• Data records:
[START]

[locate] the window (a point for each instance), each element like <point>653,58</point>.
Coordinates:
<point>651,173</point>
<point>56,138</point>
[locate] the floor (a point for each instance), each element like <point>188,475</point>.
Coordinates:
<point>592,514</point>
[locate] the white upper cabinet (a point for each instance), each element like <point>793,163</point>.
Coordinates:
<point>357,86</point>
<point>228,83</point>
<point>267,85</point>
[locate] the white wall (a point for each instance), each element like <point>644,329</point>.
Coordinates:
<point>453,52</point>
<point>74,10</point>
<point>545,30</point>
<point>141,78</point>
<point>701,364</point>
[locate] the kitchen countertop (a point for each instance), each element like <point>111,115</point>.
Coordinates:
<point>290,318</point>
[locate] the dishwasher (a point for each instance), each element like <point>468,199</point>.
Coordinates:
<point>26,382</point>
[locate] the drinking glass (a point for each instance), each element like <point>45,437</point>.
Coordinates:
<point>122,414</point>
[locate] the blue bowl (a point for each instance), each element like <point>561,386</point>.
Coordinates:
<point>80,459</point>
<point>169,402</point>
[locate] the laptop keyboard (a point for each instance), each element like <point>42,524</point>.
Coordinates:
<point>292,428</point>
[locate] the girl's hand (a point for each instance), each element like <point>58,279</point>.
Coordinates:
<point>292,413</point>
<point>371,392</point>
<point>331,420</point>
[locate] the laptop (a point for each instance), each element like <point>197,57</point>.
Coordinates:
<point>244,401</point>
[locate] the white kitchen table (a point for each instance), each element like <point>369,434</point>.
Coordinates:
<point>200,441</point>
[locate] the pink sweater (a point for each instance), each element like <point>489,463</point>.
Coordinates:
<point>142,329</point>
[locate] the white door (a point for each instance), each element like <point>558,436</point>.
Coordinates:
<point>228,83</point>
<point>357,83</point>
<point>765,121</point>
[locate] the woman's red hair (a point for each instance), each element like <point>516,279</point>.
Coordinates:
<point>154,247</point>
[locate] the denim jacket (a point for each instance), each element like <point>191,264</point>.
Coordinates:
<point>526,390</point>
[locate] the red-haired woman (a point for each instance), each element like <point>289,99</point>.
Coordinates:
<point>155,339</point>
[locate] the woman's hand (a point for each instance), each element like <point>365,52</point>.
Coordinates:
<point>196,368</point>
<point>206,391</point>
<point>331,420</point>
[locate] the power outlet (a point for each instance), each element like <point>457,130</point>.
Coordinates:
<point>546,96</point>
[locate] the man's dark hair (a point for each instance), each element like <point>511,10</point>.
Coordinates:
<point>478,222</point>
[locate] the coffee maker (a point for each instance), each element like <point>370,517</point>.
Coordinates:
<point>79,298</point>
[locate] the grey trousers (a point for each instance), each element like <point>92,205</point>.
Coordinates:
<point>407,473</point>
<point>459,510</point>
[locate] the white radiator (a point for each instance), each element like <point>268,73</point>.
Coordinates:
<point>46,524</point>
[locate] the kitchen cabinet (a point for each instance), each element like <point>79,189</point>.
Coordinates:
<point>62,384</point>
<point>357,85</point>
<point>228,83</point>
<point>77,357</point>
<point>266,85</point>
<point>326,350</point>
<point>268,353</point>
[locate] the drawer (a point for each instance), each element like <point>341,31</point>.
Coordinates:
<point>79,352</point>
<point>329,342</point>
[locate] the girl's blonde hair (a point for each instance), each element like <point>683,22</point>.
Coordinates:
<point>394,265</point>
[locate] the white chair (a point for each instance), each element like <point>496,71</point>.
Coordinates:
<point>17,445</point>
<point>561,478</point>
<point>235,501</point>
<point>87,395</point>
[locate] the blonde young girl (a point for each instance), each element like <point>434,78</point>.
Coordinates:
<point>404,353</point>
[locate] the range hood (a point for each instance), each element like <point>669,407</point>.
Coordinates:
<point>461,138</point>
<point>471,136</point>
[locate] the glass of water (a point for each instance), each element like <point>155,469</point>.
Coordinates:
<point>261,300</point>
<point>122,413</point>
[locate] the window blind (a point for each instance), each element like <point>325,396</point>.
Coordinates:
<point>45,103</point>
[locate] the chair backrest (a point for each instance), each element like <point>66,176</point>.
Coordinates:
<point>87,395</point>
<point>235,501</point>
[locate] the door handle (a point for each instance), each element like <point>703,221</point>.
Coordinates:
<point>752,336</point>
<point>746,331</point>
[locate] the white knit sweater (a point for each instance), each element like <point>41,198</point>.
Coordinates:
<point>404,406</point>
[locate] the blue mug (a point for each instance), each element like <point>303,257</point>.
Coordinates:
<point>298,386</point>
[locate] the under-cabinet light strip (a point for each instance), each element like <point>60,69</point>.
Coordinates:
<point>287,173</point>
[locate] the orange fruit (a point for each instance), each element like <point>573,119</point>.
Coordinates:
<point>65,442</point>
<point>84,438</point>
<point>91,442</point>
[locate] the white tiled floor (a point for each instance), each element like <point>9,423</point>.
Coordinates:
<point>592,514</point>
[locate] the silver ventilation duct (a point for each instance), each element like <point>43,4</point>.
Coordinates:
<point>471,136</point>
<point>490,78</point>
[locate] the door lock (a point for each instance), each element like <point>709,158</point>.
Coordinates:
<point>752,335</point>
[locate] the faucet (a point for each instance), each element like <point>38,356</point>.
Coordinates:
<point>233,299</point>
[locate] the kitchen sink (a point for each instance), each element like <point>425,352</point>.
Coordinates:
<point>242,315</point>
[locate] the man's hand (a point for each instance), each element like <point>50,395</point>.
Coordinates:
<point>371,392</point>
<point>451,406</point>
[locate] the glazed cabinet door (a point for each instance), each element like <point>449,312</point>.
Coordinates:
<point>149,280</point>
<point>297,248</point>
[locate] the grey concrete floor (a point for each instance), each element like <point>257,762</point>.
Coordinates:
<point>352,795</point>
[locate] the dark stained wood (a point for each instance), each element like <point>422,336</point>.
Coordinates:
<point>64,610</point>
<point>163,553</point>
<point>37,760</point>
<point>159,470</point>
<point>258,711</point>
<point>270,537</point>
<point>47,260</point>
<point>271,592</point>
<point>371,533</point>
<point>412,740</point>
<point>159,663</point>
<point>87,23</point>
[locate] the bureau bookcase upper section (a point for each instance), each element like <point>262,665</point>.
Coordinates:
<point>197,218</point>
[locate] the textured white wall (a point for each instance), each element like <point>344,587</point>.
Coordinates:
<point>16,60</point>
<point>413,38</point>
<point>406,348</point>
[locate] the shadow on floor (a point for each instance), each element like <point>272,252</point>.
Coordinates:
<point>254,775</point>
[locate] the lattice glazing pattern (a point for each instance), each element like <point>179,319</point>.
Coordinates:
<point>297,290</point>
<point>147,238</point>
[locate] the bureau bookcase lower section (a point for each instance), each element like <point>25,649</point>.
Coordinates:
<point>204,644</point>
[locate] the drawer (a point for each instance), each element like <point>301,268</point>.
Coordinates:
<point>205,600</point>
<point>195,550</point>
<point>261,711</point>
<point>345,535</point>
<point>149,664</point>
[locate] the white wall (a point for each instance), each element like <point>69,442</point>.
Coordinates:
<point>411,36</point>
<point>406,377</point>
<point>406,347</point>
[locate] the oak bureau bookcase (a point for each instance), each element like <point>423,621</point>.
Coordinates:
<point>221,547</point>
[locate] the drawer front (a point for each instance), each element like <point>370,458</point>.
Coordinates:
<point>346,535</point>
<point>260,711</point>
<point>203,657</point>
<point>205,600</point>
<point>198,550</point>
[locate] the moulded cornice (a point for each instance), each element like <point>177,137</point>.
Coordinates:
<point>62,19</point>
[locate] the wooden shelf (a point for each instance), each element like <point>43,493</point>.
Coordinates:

[END]

• What is being asked:
Copy out all of the items above word for word, keeping every character unchanged.

• Solved problem:
[locate] the window (a point for each instance), each element like <point>653,58</point>.
Coordinates:
<point>651,173</point>
<point>56,138</point>
[locate] the floor (a point for each instance), each element like <point>188,475</point>.
Coordinates:
<point>592,514</point>
[locate] the white upper cabinet (a point for each instance), each element like <point>793,163</point>.
Coordinates:
<point>357,86</point>
<point>228,83</point>
<point>267,85</point>
[locate] the white wall (a point for each instance), each element like <point>644,329</point>.
Coordinates:
<point>453,52</point>
<point>74,10</point>
<point>545,30</point>
<point>141,78</point>
<point>701,364</point>
[locate] the kitchen countertop (a point for each instance), each element like <point>111,115</point>.
Coordinates:
<point>290,318</point>
[locate] the dishwasher (a point for each instance), each element like <point>468,199</point>.
Coordinates:
<point>26,382</point>
[locate] the drinking glass (a point for each instance), each element like <point>45,437</point>.
Coordinates:
<point>122,414</point>
[locate] the blue bowl (a point for each instance), each element like <point>561,386</point>.
Coordinates:
<point>80,459</point>
<point>169,402</point>
[locate] the laptop keyboard (a point for each instance), each element like <point>42,524</point>.
Coordinates:
<point>292,428</point>
[locate] the girl's hand (a point for each instance), each element like <point>58,279</point>.
Coordinates:
<point>292,413</point>
<point>371,392</point>
<point>331,420</point>
[locate] the laptop (a point for each instance), each element like <point>197,57</point>.
Coordinates:
<point>244,401</point>
[locate] the white kitchen table (a point for each instance), each element like <point>369,434</point>.
Coordinates:
<point>200,441</point>
[locate] the pink sweater (a point for each instance), each element like <point>489,463</point>.
Coordinates:
<point>142,329</point>
[locate] the white door (a point for each instance), each element like <point>558,436</point>.
Coordinates:
<point>228,83</point>
<point>357,83</point>
<point>765,121</point>
[locate] the woman's red hair (a point for each instance), each element like <point>516,279</point>.
Coordinates:
<point>154,247</point>
[locate] the denim jacket (a point for each instance), each element like <point>191,264</point>.
Coordinates:
<point>526,390</point>
[locate] the red-haired woman (a point for each instance), each element like <point>289,99</point>.
Coordinates:
<point>155,339</point>
[locate] the woman's hand (a point for each instance), each element like <point>365,52</point>.
Coordinates:
<point>196,368</point>
<point>206,391</point>
<point>331,420</point>
[locate] the power outlet (a point for each instance), each element like <point>457,130</point>.
Coordinates:
<point>546,96</point>
[locate] the man's dark hair (a point for each instance), each element like <point>511,10</point>.
Coordinates:
<point>478,222</point>
[locate] the coffee maker (a point for each instance), each element like <point>370,517</point>.
Coordinates:
<point>79,298</point>
[locate] the grey trousers (a point for each instance), each element like <point>92,205</point>.
Coordinates:
<point>407,473</point>
<point>459,510</point>
[locate] the white radiator (a point for each instance), each element like <point>268,73</point>.
Coordinates:
<point>46,524</point>
[locate] the kitchen cabinet (a point for each instance), each element like <point>79,189</point>.
Coordinates:
<point>62,384</point>
<point>357,85</point>
<point>228,83</point>
<point>77,357</point>
<point>266,85</point>
<point>326,350</point>
<point>268,353</point>
[locate] the drawer (a point for each instance), each element like <point>341,31</point>.
Coordinates:
<point>79,352</point>
<point>329,342</point>
[locate] the girl's blonde hair (a point for each instance), each element like <point>683,22</point>.
Coordinates:
<point>394,265</point>
[locate] the white chair (a point for each instance), each element like <point>496,71</point>.
Coordinates:
<point>17,445</point>
<point>561,478</point>
<point>235,501</point>
<point>87,395</point>
[locate] the blonde young girl (a point for each instance), each element like <point>434,78</point>.
Coordinates:
<point>404,353</point>
[locate] the range hood (a point for each instance), each element like <point>669,407</point>.
Coordinates:
<point>461,138</point>
<point>471,136</point>
[locate] the glass of water (a point for each instance), each element like <point>155,469</point>.
Coordinates:
<point>261,300</point>
<point>122,413</point>
[locate] the window blind (a point for each instance), each element like <point>325,396</point>.
Coordinates:
<point>45,103</point>
[locate] the chair backrest (a point for each instance), each element like <point>66,176</point>.
Coordinates:
<point>87,395</point>
<point>235,501</point>
[locate] the door handle (a point for each instance), each element like <point>703,221</point>.
Coordinates:
<point>752,336</point>
<point>746,331</point>
[locate] the white knit sweater (a point for each instance), each element like <point>41,198</point>.
Coordinates:
<point>404,406</point>
[locate] the blue mug (a point for each instance), each element like <point>303,257</point>.
Coordinates:
<point>298,386</point>
[locate] the under-cabinet light strip (a point for each instance), each element like <point>60,69</point>.
Coordinates:
<point>287,173</point>
[locate] the orange fruit (a point for each instance), each element like <point>573,119</point>.
Coordinates:
<point>65,442</point>
<point>84,438</point>
<point>91,442</point>
[locate] the white tiled floor (a point for each instance), each element like <point>9,423</point>.
Coordinates:
<point>592,514</point>
[locate] the silver ventilation duct (a point for each instance), each element like <point>43,4</point>.
Coordinates:
<point>471,136</point>
<point>490,78</point>
[locate] the door lock (a point for each instance), each element like <point>709,158</point>.
Coordinates:
<point>752,335</point>
[locate] the faucet (a point for each instance), each element like <point>38,356</point>.
Coordinates:
<point>233,299</point>
[locate] the kitchen sink (a point for each instance), each element like <point>425,352</point>.
Coordinates:
<point>242,315</point>
[locate] the man's hand (a point for each instance), each element like <point>50,395</point>.
Coordinates:
<point>371,392</point>
<point>451,406</point>
[locate] the glazed cabinet door (a point for each instance), each element like <point>449,312</point>.
Coordinates:
<point>149,280</point>
<point>297,248</point>
[locate] the grey concrete floor (a point for each instance), each element like <point>257,762</point>.
Coordinates:
<point>352,795</point>
[locate] the dark stained wood (a point for each instance), each element like <point>422,336</point>.
Coordinates:
<point>64,610</point>
<point>163,553</point>
<point>37,760</point>
<point>159,470</point>
<point>258,711</point>
<point>270,537</point>
<point>47,260</point>
<point>271,592</point>
<point>371,533</point>
<point>412,740</point>
<point>159,663</point>
<point>87,23</point>
[locate] the bureau bookcase upper section (a point for each instance), each element like <point>262,665</point>.
Coordinates:
<point>197,218</point>
[locate] the textured white wall (a point for each instance), each element like <point>344,587</point>.
Coordinates:
<point>16,60</point>
<point>413,38</point>
<point>406,348</point>
[locate] the shadow on floor (a point for each instance), each element like <point>272,252</point>.
Coordinates:
<point>254,775</point>
[locate] the lattice glazing pattern (a point for each instance), each element like <point>179,319</point>.
Coordinates:
<point>297,290</point>
<point>147,238</point>
[locate] the bureau bookcase lower section (a point for each instance), each element like <point>25,649</point>.
Coordinates:
<point>204,644</point>
[locate] the drawer (a point for each instance), each element like <point>301,268</point>.
Coordinates:
<point>205,600</point>
<point>195,550</point>
<point>261,711</point>
<point>345,535</point>
<point>149,664</point>
[locate] the white wall (a point for each instance), each element like <point>69,442</point>.
Coordinates:
<point>411,36</point>
<point>406,377</point>
<point>406,347</point>
[locate] the oak bureau bookcase (a point for each instance), each element like <point>423,621</point>.
Coordinates:
<point>221,547</point>
[locate] the drawer front (a point for each instance), each element like <point>370,458</point>.
Coordinates:
<point>346,535</point>
<point>260,711</point>
<point>203,657</point>
<point>205,600</point>
<point>198,550</point>
[locate] the moulded cornice (a point for each instance), each element like <point>177,137</point>.
Coordinates:
<point>62,19</point>
[locate] the wooden shelf (a point for each instance), each element like <point>43,493</point>.
Coordinates:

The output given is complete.